Your goal:
Starting with the line that contains "Target: billboard" and stopping after the line that contains "Target: door handle", return each line below exactly as written, with no others.

==================================================

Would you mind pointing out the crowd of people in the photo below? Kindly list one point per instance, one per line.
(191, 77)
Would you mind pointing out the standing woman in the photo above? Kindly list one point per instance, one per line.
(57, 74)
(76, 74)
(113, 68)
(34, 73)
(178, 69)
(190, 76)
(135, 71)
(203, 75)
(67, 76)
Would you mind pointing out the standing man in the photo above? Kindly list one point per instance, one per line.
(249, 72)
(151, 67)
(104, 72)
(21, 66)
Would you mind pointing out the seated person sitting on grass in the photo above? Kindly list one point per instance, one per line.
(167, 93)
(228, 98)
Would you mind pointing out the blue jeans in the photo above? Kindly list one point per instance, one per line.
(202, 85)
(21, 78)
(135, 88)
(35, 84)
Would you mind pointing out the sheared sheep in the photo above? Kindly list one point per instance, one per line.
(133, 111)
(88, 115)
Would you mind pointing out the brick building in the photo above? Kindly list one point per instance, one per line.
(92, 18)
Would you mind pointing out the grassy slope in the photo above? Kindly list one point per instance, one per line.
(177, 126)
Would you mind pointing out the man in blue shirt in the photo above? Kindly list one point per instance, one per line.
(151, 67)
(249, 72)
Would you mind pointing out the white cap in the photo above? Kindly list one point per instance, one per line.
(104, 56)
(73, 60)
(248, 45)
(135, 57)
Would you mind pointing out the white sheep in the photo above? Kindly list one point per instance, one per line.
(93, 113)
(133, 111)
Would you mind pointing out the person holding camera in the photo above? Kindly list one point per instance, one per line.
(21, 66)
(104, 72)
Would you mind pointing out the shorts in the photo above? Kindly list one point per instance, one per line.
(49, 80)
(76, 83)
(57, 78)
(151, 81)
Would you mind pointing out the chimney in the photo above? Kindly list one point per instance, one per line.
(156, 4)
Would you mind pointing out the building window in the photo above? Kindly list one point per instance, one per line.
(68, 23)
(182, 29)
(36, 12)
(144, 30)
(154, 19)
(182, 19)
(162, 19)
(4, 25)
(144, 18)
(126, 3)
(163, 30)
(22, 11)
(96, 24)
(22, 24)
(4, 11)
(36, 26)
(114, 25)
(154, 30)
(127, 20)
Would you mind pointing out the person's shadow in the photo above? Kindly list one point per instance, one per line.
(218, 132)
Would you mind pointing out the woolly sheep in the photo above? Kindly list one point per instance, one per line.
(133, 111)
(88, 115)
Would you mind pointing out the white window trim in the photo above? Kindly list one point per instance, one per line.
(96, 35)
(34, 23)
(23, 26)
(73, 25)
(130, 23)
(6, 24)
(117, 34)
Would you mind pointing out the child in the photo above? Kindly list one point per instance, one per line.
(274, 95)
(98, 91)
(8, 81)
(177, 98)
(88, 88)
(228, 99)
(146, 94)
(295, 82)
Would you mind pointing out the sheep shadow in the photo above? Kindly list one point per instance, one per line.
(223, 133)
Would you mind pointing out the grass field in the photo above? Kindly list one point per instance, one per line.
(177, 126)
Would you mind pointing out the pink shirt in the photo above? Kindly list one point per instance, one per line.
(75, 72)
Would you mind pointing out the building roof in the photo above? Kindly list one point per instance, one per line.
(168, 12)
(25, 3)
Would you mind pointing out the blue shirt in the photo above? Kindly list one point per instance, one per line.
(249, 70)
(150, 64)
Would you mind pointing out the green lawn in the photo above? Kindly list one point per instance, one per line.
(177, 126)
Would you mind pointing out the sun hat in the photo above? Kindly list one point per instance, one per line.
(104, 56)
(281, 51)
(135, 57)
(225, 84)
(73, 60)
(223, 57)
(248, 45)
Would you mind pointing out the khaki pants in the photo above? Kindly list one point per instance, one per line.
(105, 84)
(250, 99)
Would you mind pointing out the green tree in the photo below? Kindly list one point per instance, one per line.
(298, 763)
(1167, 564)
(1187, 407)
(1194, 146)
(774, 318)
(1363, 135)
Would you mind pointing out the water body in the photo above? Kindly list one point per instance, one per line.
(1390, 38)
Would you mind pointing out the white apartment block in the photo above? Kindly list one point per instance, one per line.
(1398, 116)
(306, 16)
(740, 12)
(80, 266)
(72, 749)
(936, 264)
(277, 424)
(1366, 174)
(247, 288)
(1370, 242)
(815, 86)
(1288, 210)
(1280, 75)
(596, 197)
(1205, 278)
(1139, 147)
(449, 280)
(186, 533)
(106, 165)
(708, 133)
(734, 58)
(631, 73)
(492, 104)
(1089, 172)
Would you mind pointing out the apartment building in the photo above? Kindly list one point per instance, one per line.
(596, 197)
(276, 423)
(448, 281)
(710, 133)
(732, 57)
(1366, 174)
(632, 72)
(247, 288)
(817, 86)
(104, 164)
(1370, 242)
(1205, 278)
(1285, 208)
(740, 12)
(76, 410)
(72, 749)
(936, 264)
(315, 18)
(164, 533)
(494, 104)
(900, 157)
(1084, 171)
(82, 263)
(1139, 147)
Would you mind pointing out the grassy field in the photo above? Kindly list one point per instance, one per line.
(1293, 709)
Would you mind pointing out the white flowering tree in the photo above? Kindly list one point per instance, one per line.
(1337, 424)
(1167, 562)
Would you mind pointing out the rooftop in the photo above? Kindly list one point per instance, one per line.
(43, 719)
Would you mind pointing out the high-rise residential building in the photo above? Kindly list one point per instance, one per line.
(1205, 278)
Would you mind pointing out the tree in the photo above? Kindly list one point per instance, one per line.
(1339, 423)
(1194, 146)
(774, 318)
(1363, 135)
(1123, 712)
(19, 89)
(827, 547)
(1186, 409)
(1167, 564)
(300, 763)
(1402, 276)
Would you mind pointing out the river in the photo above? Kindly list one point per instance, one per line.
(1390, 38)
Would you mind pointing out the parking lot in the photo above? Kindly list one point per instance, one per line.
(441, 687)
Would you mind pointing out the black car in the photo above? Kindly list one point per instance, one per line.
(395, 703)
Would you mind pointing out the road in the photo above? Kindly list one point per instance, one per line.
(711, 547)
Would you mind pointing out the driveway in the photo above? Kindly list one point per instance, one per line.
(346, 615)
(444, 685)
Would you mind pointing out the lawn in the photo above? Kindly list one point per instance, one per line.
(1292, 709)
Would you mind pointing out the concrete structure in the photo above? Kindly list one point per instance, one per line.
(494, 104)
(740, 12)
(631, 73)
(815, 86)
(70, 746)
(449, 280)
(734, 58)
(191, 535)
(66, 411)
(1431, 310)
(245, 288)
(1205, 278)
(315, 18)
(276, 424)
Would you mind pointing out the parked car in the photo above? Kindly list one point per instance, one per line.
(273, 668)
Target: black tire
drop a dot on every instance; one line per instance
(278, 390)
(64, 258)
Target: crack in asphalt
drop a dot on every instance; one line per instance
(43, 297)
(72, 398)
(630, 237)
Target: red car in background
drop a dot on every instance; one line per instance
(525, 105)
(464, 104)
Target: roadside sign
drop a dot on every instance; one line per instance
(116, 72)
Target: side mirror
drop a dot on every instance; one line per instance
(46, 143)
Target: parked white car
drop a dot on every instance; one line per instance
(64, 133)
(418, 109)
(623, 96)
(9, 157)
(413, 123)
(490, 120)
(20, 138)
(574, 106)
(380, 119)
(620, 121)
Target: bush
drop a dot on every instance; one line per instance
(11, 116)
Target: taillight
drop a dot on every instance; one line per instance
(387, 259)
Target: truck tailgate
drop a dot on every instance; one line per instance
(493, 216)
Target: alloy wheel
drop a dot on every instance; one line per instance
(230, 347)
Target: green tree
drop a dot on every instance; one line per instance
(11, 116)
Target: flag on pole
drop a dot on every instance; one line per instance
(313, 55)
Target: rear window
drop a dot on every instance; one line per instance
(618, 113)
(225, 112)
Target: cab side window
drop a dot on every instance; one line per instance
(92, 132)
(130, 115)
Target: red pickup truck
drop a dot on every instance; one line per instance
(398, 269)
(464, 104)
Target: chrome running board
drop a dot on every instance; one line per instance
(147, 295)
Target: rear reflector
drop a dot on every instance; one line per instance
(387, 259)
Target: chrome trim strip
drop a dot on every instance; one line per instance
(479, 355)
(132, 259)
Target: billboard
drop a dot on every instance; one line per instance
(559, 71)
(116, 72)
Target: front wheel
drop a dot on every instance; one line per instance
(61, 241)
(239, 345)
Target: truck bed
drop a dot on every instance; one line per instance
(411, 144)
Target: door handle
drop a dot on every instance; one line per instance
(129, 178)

==================================================

Response to the task:
Target: billboard
drop a dot on every instance; one line per instance
(559, 71)
(116, 72)
Target: front wheel
drop a dot on every instance; one line per instance
(61, 241)
(239, 345)
Target: truck bed
drop a dot on every instance; one line per instance
(411, 144)
Target: door handle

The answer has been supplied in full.